**INPUT DATA**
——

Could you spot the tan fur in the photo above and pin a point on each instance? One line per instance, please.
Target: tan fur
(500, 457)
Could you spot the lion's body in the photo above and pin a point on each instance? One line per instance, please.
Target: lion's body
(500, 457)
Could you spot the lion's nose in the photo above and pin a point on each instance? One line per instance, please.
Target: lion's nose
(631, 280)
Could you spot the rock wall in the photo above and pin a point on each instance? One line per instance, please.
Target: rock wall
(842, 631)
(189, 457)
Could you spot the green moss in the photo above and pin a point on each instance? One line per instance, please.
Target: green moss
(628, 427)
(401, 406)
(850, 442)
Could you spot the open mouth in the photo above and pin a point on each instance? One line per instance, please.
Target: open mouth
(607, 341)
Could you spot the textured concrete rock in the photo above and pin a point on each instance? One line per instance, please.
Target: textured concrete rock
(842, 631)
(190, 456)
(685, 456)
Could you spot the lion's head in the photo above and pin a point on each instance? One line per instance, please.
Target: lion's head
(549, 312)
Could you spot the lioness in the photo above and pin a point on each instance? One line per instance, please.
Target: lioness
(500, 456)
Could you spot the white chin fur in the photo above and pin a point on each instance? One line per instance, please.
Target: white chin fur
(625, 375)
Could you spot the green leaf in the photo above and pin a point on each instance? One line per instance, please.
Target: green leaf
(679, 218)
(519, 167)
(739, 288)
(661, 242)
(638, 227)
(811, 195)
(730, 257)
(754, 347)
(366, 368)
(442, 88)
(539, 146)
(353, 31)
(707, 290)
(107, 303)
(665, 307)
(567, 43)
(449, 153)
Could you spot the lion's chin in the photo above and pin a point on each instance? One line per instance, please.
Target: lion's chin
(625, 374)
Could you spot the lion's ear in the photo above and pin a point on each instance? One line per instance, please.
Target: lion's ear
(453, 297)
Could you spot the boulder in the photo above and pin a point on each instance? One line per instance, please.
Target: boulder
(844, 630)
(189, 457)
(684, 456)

——

**TASK TO COMPLETE**
Restate the listing above word for word.

**COMPLETE RESPONSE**
Could you spot the tan fur in the photo above and pin a point on each instance? One line per instance, please.
Target: tan fur
(500, 457)
Could you spot the lion's body in the photo above and pin a point on each instance? One line per instance, please.
Target: lion's body
(500, 457)
Could you spot the lion's nose in the photo above and pin a point on each instance? One line per instance, please.
Target: lion's nose
(631, 280)
Could you spot the rock wall in the photo above and pin a point on each instance? One line per instance, please.
Target: rock wall
(842, 631)
(189, 457)
Could you spot the green moss in the photo above and pin a point on each instance? One line per instance, please.
Target: green moss
(628, 427)
(401, 406)
(850, 442)
Could you spot the open mouth in the photo above and pin a point on each instance? One line per instance, please.
Target: open mouth
(607, 341)
Could you spot the textured concrete rock in the photo above and pin a point on each instance? One line per instance, please.
Target: textured concrete rock
(842, 631)
(190, 456)
(685, 456)
Could you spot the lion's head in the photo above and pin a point on each instance? One line per instance, please.
Target: lion's head
(549, 312)
Could you spot the lioness in the photo above and pin a point on each instance? One line per instance, please.
Target: lioness
(500, 456)
Could you spot the white chin fur in the photo above and pin a point on each instance? One line per instance, please.
Target: white chin fur
(625, 375)
Could you spot the green leaf in the photo above and pin a point on each instance? One line per instance, please.
Target: green leaf
(679, 218)
(519, 167)
(739, 288)
(661, 242)
(638, 227)
(811, 195)
(730, 257)
(754, 347)
(366, 368)
(442, 88)
(539, 146)
(353, 31)
(707, 290)
(107, 303)
(665, 307)
(567, 43)
(449, 153)
Could you spot the lion's chin in the photo above and pin a point on each instance? One line per instance, please.
Target: lion's chin
(625, 374)
Could you spot the lion's ear in the photo above and pin a point on each instance? One line per instance, please.
Target: lion's ear
(453, 297)
Could you spot the boulder in the photo above and pin a point on each instance? One line per instance, please.
Target: boulder
(844, 630)
(189, 457)
(684, 456)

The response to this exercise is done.